Soal 1: Sebutkan semua hal yang, menurut teks tentang Wong Fei Hung, tidak dipedulikan keluarga Wong saat membantu pasien.
Soal 2: Dalam teks tentang Wong Fei Hung, apa nama klinik pengobatan milik ayahnya?

┌─ Teks Pilihan

1. Guru Kungfu Kenamaan Cina, " Wong Fei Hung Ternyata Seorang Muslim"
Wong
Fei Hung (Faisal Hussein Wong) ternyata muslim ia adalah ulama yang
jago kungfu dan juga seorang tabib. Selama ini kita hanya mengenal Wong
Fei Hung sebagai jagoan Kung fu dalam film Once Upon A Time in China.
Dalam film itu, karakter Wong Fei Hung diperankan oleh aktor terkenal Hongkong, Jet Li. Namun siapakah sebenarnya Wong Fei Hung?
Wong Fei Hung adalah seorang Ulama, ahli
Pengobatan, dan ahli beladiri legendaris yang namanya ditetapkan sebagai
Pahlawan Nasional China oleh pemerintah China.
Namun pemerintah China sering berupaya
mengaburkan jatidiri Wong Fei Hung sebagai seorang muslim demi menjaga
supremasi kekuasaan Komunis di China.
Wong Fei-Hung dilahirkan pada tahun 1847
di Kwantung (Guandong) dari keluarga muslim yang taat. Nama Fei pada
Wong Fei Hung merupakan dialek Canton untuk menyebut nama Arab, Fais.
Sementara Nama Hung juga merupakan dialek Kanton untuk menyebut nama
Arab, Hussein. Jadi, bila di-bahasa-arab-kan, namanya ialah Faisal
Hussein Wong.
Ayahnya, Wong Kay-Ying adalah seorang
Ulama, dan tabib ahli ilmu pengobatan tradisional, serta ahli beladiri
tradisional Tiongkok (wushu/kungfu). Ayahnya memiliki sebuah klinik
pengobatan bernama Po Chi Lam di Canton (ibukota Guandong).
Wong Kay-Ying merupakan seorang ulama
yang menguasai ilmu wushu tingkat tinggi. Ketinggian ilmu beladiri Wong
Kay-Ying membuatnya dikenal sebagai salah satu dari Sepuluh Macan
Kwantung. Posisi Macan Kwantung ini di kemudian hari diwariskannya
kepada Wong Fei Hung.
Kombinasi antara pengetahuan ilmu
pengobatan tradisional dan teknik beladiri serta ditunjang oleh
keluhuran budi pekerti sebagai Muslim membuat keluarga Wong sering turun
tangan membantu orang-orang lemah dan tertindas pada masa itu. Karena
itulah masyarakat Kwantung sangat menghormati dan mengidolakan Keluarga
Wong.
Pasien klinik keluarga Wong yang meminta
bantuan pengobatan umumnya berasal dari kalangan miskin yang tidak mampu
membayar biaya pengobatan. Walau begitu, Keluarga Wong tetap membantu
setiap pasien yang datang dengan sungguh-sungguh. Keluarga Wong tidak
pernah pandang bulu dalam membantu, tanpa memedulikan suku, ras, agama,
semua dibantu tanpa pamrih.

└─
┌─ Data Sumber

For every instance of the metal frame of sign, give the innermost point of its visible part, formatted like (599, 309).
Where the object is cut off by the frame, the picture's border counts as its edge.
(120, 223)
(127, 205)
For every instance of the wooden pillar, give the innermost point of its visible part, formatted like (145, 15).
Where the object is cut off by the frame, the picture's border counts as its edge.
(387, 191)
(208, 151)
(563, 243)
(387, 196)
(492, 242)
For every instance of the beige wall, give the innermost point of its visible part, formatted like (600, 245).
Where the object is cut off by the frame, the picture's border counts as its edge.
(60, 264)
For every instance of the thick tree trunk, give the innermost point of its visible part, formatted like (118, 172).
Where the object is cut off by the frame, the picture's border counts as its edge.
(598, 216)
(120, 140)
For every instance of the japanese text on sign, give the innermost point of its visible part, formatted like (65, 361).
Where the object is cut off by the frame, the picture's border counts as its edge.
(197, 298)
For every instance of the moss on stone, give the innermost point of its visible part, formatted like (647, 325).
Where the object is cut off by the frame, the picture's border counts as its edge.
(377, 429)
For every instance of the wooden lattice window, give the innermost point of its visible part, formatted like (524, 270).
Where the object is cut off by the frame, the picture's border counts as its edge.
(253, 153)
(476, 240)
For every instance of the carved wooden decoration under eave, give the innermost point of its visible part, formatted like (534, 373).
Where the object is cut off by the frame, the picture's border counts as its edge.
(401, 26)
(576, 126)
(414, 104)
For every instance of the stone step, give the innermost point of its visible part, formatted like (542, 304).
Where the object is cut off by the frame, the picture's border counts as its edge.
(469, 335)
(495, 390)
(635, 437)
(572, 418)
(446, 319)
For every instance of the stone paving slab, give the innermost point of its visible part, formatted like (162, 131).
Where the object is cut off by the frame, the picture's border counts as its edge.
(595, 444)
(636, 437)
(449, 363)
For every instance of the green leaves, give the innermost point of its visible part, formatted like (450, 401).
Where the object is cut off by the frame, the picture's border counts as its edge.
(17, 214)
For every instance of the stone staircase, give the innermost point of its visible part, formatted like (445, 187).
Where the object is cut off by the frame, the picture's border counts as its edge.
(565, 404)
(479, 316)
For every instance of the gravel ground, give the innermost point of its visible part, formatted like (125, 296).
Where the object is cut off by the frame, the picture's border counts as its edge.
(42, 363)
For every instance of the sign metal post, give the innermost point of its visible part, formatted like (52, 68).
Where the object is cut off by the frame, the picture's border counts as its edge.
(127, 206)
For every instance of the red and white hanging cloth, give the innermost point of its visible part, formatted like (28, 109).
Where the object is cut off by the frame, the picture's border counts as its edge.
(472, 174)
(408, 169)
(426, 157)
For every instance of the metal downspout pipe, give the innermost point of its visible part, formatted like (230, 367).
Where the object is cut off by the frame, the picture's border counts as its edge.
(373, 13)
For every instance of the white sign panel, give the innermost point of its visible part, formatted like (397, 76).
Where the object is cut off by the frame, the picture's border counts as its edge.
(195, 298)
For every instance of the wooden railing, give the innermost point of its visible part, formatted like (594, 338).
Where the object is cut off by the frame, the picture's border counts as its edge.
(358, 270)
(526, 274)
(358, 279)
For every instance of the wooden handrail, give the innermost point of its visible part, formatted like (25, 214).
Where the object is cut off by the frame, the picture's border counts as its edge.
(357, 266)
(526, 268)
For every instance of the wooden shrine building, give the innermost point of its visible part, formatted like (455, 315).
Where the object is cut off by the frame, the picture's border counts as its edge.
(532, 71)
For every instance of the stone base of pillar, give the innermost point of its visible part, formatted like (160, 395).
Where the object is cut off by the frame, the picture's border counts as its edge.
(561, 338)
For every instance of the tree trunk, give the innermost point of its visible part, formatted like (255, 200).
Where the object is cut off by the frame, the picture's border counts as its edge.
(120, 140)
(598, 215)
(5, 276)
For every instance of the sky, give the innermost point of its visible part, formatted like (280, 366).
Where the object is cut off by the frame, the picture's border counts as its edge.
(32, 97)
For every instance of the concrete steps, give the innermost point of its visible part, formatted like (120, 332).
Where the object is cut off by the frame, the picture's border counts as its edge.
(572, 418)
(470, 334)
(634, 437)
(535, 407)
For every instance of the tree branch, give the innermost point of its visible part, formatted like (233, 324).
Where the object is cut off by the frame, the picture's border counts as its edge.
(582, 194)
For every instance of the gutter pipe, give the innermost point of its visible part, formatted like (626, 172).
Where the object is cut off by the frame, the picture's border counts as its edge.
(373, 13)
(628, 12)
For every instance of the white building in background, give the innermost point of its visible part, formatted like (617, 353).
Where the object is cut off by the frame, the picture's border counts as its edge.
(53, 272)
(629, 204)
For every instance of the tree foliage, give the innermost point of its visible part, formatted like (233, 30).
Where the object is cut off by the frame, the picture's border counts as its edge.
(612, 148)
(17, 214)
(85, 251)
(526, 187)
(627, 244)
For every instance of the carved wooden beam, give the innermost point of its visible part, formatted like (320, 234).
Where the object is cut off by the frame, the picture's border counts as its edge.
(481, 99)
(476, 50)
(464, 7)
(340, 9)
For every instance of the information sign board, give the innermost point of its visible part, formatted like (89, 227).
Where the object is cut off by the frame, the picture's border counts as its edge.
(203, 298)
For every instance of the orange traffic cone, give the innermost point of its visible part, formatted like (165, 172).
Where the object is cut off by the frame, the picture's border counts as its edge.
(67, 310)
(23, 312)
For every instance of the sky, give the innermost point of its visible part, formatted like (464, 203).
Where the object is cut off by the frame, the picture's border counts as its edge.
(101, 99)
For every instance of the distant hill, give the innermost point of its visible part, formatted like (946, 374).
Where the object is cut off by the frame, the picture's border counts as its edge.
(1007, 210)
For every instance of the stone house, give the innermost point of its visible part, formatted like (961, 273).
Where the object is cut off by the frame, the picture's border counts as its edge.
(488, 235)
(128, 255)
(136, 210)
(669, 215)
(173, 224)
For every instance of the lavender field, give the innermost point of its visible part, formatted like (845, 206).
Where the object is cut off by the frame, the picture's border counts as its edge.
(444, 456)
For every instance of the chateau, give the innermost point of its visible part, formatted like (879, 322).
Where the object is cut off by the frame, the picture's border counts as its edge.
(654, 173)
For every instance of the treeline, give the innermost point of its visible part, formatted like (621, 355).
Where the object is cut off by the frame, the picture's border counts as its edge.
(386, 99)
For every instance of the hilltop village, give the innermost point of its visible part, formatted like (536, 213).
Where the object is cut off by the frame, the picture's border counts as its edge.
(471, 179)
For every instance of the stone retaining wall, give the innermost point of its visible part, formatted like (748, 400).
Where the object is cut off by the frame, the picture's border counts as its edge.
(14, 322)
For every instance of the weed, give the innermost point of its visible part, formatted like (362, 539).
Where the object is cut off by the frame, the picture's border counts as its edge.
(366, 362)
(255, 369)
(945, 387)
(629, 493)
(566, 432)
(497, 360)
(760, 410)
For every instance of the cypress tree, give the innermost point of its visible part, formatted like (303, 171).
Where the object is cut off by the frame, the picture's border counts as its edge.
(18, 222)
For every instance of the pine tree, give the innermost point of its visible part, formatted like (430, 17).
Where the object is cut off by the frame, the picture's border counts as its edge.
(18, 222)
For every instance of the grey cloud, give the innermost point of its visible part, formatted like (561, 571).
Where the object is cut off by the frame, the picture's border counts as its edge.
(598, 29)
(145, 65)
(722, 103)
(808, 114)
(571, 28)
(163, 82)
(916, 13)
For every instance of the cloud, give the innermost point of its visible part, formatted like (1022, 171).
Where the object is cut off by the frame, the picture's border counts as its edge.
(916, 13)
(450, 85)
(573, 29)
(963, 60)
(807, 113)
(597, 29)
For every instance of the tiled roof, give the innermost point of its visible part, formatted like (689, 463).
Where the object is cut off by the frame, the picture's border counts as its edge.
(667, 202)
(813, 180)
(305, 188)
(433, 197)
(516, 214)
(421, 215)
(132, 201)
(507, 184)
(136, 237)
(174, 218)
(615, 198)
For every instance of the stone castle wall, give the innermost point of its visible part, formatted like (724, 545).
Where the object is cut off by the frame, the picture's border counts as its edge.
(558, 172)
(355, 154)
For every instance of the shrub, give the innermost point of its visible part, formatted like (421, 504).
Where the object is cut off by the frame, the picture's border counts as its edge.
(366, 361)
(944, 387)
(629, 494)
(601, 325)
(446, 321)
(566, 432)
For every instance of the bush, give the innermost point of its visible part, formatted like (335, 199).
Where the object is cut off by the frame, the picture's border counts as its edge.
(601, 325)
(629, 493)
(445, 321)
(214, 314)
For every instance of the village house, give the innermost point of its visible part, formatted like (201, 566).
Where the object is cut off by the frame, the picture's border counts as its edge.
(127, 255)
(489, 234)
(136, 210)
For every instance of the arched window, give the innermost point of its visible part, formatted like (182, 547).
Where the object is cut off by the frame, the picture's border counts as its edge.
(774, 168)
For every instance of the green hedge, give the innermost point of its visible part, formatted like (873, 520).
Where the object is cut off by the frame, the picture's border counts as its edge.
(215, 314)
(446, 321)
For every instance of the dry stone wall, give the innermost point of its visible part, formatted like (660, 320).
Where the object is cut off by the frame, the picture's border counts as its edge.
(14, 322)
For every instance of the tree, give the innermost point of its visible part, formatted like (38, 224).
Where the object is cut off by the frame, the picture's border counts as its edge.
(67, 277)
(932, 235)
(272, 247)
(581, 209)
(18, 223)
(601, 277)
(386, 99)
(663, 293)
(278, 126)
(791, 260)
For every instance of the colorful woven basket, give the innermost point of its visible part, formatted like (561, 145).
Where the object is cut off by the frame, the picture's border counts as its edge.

└─

Jawaban 1: Suku, ras, dan agama.

Jawaban 2: Po Chi Lam.